YOUR TASKS:
#1 Copy the passage about Yan Krilsky's confinement between "On arrival Krilsky" and "the hospital orderlies.", inclusive.
#2 Resume the passage about Yan Krilsky's confinement, writing on from its last sentence.

On arrival Krilsky was kept in a room where eighteen other people, many of them dangerous criminals and not allowed to leave the building for six months. At the end of last year, he was transferred to a special ward and strapped to his bed. This was supposed to be a punishment for this alleged incitement of other prisoners against the hospital orderlies.

In other cases where such punishment has been meted out, prisoners are not allowed to go to the toilet and bedpans are not provided. It has also been reported that Krilsky has been injected with sulphazine, a substance not used in normal medical practice, which consists of a one per cent solution of purified sulphur in a peach-oil base. The drug induces fever, headaches, rheumatism of the joints, and pains in the buttocks where the injection is usually administered.

Two months ago, Krilsky’s father came to London and consulted leading psychiatrists about his son. A specialist in psychological medicine, Dr Harold Merskey of the National Hospital for Nervous Diseases, observed afterwards:

Assuming that Mr Krilsky’s account is correct – and it does appear to me to be truthful – one can say that perhaps his son has a hot-bloodied temperament, but there is no evidence of schizophrenia, none to justify compulsory confinement in a mental hospital which he is now reported to be having.

When Krilsky’s case was published in the British press, many concerned people sent protest telegrams to the hospital in Sychkovka. Within a few days, Krilsky’s mother was called to the hospital and told that if any more cable s arrived from Britain, her son would be charged with anti-Soviet activities. The cables continued to come in increasing numbers. Krilsky was later unstrapped from the bed and the conditions under which he was held improved.

The hospital regime is that of a prison: in theory, one hour’s exercise a day, visitors once a month to relatives, one parcel a month. Krilsky’s reality is something different. Medieval torture wrapped in the mantle of twentieth century science is designed to make the victim admit that he had been wrong. But Yan Krilsky is stubborn and continues to refuse to confess to the men in white coats.

Even if the prisoner is relatively sane when he enters such an institution, the beatings and the medical punishments do not gurantee that his mind will be normal when he leaves or rather if he leaves. Other drugs, used at Sychkovka, include aminazine and reserpine. The former causes complete lack of muscular control, destruction of the memory system and the complete exhaustive collapse of the victim, who sleeps for days on end. Reserpine destroys the protein structure of the brain.

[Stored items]
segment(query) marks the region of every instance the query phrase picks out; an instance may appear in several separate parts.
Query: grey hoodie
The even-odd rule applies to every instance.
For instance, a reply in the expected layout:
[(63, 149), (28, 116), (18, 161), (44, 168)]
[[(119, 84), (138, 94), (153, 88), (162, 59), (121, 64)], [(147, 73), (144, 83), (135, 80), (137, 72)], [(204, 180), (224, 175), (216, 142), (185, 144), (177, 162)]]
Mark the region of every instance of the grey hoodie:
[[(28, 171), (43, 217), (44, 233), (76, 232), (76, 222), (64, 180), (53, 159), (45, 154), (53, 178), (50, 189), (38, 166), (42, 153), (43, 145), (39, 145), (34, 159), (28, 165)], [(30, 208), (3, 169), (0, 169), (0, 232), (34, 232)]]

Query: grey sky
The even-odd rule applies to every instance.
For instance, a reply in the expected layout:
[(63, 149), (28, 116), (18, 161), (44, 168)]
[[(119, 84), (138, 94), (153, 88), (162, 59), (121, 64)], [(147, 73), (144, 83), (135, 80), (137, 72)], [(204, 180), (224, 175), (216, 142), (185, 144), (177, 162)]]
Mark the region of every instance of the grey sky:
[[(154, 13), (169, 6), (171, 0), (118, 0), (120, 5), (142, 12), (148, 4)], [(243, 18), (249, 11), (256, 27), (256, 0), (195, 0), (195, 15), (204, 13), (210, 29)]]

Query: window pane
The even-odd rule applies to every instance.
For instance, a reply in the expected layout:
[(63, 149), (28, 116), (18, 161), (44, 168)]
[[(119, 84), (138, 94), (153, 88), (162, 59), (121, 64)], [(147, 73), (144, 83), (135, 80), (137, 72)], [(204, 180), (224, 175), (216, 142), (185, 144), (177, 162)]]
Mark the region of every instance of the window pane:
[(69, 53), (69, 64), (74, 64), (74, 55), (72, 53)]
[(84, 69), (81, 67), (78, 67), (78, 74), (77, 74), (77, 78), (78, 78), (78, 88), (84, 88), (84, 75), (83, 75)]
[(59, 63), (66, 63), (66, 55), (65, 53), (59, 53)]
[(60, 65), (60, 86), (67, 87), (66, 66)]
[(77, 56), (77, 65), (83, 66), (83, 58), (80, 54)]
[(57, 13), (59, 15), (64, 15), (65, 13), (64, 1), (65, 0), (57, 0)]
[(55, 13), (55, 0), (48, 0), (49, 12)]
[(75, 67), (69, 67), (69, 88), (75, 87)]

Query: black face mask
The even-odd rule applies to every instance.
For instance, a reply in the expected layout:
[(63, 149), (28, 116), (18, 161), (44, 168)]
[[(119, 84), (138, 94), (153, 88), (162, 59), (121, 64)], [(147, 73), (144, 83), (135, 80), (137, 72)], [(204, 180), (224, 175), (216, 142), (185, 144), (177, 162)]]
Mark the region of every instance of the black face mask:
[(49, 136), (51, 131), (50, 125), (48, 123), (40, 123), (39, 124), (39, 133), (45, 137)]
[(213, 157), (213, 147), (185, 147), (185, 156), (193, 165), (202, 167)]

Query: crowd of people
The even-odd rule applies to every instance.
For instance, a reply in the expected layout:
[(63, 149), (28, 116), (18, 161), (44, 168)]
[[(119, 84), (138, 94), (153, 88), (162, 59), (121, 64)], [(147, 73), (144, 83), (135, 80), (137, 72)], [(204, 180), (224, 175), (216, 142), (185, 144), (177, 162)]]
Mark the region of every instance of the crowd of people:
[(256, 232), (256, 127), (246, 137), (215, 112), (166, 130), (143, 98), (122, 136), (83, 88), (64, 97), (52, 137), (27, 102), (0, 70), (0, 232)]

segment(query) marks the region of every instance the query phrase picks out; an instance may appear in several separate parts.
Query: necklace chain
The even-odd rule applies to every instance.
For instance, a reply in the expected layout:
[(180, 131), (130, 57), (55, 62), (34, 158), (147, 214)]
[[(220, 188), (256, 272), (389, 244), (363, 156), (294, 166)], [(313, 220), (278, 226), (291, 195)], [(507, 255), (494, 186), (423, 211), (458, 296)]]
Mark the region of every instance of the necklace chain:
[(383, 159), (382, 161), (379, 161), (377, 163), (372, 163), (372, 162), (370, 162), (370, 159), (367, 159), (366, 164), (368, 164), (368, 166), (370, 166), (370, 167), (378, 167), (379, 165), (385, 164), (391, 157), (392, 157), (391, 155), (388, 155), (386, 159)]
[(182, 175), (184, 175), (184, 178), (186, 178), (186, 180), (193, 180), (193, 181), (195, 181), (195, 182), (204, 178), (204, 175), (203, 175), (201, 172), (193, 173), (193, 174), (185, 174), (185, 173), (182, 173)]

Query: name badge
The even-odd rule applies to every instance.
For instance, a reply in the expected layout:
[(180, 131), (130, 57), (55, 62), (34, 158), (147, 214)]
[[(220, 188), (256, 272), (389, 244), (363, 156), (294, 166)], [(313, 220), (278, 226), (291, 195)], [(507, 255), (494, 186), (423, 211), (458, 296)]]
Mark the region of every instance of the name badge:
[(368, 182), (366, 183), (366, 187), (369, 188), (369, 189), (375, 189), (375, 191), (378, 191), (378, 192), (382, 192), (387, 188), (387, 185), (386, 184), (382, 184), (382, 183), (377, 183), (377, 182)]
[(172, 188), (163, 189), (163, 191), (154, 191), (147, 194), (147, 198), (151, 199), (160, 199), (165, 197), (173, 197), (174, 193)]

ANSWERS GIVEN:
#1
On arrival Krilsky was kept in a room where eighteen other people, many of them dangerous criminals and not allowed to leave the building for six months. At the end of last year, he was transferred to a special ward and strapped to his bed. This was supposed to be a punishment for this alleged incitement of other prisoners against the hospital orderlies.

#2
The use of wet canvas has been reported in the Serbsky Institute. Long strips of the material are wrapped around the victim from head to toe. As the canvas dries, it contracts and causes considerable pain.

Psychiatrists all over the world have gradually begun to understand the methods of Professor Lunts and other KGB officials posing as professional men. Initially psychiatrists were reluctant to criticise colleagues in another country and official discussion of the problem was politely ignored at the World Psychiatric Association’s congress in Mexico in 1971.

Since then there has been a growing awareness and horror at the malpractice of certain Soviet psychiatrists, more fundamentally, the abuse of the moral basis of the profession.

Last January a group of 28 psychiatrists in Geneva sent an open letter to Soviet health Minister Petrovsky, calling for ‘a broadly based enquiry to be initiated into the issue of normal people who have been interned in such institutions.

Yet there are still those who remain unconvinced at the sufferings of a man like Yan Krilsky and abide comfortably in the respectability of their work, they should read what Alexander Solzhenitsyn:

It is time to think clearly: the incarceration of free-thinking healthy people in madhouses is spiritual murder. It is a variation of the gas chamber, but even more cruel: the torture of the people being killed is more malicious and more prolonged. Like the gas chambers, these crimes will never be forgotten, and all those involved in them will be condemned for all time, during their life and after their death.